[start Input data]
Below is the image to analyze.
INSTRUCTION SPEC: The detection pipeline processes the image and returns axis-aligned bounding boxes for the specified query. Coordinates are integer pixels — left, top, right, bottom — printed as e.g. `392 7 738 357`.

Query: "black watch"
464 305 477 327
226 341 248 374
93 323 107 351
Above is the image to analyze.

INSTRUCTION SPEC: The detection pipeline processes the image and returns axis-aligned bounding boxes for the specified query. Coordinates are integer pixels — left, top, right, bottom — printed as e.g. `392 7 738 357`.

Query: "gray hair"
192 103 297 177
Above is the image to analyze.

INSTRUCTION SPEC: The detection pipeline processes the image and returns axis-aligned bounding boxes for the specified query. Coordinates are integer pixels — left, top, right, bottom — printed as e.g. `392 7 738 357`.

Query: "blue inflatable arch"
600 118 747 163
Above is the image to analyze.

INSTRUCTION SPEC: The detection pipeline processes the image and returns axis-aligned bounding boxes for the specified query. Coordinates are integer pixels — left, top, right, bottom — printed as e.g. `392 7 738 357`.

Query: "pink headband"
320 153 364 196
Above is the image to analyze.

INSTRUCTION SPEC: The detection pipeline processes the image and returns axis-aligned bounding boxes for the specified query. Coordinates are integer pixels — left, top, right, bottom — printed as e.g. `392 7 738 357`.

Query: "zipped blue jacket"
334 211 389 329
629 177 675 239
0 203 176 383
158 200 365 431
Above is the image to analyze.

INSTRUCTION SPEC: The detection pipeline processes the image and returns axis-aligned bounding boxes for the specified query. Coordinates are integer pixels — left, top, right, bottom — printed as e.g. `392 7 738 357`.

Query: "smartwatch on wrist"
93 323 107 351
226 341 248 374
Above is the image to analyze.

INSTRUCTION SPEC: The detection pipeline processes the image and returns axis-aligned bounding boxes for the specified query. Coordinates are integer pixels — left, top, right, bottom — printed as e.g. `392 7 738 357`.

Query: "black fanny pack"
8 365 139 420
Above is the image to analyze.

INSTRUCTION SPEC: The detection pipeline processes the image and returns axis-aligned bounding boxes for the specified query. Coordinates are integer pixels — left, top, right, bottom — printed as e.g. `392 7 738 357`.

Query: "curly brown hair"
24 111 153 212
[end Input data]
[start Input data]
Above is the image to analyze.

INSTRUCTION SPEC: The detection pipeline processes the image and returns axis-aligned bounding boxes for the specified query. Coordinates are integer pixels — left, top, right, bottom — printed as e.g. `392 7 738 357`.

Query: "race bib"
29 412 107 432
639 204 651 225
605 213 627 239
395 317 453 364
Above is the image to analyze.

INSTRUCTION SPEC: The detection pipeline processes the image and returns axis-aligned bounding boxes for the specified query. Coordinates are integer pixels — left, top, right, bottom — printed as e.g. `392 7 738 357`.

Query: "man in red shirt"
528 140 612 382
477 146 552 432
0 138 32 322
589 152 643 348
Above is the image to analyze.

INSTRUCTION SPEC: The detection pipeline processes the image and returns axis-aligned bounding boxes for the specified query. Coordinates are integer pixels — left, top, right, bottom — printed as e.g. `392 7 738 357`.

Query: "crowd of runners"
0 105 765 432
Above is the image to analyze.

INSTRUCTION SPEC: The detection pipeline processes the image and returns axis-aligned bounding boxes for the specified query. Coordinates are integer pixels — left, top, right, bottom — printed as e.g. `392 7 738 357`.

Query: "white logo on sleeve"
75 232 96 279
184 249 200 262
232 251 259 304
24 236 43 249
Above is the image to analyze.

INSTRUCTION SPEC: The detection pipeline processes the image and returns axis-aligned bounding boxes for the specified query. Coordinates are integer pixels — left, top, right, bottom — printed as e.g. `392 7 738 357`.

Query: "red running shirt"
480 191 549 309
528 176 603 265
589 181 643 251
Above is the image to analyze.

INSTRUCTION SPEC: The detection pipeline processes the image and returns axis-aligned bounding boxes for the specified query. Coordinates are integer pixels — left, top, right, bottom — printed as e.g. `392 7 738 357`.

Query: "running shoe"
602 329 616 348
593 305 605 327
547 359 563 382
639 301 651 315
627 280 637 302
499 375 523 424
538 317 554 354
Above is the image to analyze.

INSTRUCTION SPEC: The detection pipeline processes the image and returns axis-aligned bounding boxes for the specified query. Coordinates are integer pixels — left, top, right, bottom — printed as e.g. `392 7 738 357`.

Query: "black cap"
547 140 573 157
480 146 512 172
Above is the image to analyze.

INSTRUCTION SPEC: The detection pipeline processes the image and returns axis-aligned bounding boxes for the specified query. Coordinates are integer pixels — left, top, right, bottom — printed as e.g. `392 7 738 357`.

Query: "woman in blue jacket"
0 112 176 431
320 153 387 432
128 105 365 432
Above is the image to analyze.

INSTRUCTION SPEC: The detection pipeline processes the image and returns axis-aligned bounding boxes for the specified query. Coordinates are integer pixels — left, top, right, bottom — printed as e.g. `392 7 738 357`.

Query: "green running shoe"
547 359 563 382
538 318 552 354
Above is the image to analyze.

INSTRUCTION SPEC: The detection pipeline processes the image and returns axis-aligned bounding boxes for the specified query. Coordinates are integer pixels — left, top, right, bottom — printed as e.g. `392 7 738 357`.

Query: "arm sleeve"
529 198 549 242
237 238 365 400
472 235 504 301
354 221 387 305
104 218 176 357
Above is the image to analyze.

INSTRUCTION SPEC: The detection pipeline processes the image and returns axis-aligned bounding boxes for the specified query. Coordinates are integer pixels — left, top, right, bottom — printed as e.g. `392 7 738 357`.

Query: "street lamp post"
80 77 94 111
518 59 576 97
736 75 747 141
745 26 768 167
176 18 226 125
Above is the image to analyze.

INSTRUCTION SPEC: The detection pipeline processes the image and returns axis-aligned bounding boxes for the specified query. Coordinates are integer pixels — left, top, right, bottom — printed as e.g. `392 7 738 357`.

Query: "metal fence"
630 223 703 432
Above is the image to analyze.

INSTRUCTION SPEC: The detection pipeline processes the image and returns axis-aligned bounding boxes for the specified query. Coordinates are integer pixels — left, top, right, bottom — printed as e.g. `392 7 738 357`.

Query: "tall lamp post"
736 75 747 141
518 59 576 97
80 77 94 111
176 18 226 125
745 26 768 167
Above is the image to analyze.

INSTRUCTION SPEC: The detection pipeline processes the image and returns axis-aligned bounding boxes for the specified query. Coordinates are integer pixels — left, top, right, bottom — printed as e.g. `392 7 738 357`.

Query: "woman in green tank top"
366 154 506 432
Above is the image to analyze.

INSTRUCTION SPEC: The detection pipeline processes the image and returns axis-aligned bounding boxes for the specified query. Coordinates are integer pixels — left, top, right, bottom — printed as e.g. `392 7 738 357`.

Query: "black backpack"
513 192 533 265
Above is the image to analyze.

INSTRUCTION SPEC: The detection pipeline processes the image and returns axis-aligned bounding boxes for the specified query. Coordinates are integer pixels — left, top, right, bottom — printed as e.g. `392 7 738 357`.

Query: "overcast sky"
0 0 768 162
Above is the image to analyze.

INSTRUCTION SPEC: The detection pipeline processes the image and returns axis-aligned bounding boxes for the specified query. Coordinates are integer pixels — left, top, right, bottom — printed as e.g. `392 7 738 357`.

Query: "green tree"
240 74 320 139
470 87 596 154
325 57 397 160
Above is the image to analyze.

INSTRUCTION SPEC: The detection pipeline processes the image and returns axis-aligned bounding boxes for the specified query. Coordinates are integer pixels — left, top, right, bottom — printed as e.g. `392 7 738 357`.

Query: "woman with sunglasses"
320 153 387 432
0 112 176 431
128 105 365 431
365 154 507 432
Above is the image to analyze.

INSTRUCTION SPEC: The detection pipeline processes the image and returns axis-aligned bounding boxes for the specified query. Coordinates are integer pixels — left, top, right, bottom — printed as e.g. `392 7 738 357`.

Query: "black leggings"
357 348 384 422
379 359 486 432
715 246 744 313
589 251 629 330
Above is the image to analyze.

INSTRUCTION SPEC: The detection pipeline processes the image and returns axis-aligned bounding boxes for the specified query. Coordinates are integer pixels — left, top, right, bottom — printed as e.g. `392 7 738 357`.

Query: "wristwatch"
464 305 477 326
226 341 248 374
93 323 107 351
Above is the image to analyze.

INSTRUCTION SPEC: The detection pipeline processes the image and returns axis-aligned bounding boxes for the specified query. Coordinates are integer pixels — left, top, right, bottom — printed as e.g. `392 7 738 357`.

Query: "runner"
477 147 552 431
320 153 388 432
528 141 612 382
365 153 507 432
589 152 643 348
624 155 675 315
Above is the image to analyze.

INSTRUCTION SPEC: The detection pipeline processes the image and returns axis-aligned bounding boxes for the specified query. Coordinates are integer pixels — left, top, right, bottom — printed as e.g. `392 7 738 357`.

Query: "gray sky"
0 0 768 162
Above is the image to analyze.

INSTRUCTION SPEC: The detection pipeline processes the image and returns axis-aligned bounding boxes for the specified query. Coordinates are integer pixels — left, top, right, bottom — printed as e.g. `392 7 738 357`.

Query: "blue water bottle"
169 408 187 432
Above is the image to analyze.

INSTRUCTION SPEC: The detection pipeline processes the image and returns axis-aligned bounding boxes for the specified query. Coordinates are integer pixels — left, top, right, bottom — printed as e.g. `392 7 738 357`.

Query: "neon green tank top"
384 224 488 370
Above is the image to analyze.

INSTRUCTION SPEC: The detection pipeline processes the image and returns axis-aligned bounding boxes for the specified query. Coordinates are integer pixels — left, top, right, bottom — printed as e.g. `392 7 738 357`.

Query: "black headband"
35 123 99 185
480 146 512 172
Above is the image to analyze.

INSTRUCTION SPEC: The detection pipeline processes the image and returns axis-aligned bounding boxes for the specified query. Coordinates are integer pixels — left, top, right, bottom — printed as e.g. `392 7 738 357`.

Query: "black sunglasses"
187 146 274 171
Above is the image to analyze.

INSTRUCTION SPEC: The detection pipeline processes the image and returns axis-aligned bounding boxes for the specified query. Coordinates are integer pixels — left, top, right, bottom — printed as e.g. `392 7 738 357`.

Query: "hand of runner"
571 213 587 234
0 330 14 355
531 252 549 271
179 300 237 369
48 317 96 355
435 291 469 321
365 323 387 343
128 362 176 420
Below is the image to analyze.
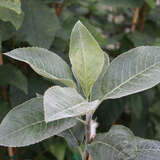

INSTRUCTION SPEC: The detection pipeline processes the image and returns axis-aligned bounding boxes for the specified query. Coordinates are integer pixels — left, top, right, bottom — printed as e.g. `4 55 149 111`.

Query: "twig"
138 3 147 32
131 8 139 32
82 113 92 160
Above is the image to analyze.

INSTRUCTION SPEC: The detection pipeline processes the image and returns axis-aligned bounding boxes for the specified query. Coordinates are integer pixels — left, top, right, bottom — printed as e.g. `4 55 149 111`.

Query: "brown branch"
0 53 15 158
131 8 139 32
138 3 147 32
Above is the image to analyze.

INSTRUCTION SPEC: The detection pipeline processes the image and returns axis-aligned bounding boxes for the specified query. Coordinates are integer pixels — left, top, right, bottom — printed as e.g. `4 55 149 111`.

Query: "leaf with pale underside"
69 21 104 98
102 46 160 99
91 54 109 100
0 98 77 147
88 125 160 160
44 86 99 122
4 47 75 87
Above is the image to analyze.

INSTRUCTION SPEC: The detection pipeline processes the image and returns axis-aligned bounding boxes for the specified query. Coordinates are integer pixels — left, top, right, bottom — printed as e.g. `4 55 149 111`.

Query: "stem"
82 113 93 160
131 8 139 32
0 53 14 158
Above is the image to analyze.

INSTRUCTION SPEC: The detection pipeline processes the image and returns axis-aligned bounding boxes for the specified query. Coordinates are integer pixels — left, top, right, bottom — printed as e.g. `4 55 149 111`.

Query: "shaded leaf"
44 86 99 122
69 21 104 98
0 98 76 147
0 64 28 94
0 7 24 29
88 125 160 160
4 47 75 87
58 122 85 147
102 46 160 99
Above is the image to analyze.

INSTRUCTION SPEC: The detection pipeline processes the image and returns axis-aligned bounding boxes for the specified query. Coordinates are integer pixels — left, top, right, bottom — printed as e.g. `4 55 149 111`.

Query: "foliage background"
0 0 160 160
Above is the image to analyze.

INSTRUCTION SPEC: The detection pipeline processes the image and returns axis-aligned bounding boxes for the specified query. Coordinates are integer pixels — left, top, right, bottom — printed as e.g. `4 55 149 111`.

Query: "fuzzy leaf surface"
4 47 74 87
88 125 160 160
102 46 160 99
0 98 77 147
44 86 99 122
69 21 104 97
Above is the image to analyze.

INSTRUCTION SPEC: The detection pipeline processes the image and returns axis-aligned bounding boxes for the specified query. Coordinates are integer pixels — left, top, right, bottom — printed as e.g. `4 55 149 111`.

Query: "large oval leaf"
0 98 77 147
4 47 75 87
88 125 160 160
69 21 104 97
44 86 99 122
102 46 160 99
[end Input data]
**Task brief**
Return each line of the records in which the string "with" appears.

**Expected answer**
Query: "woman with sunglasses"
Query: "leaf with pale underside"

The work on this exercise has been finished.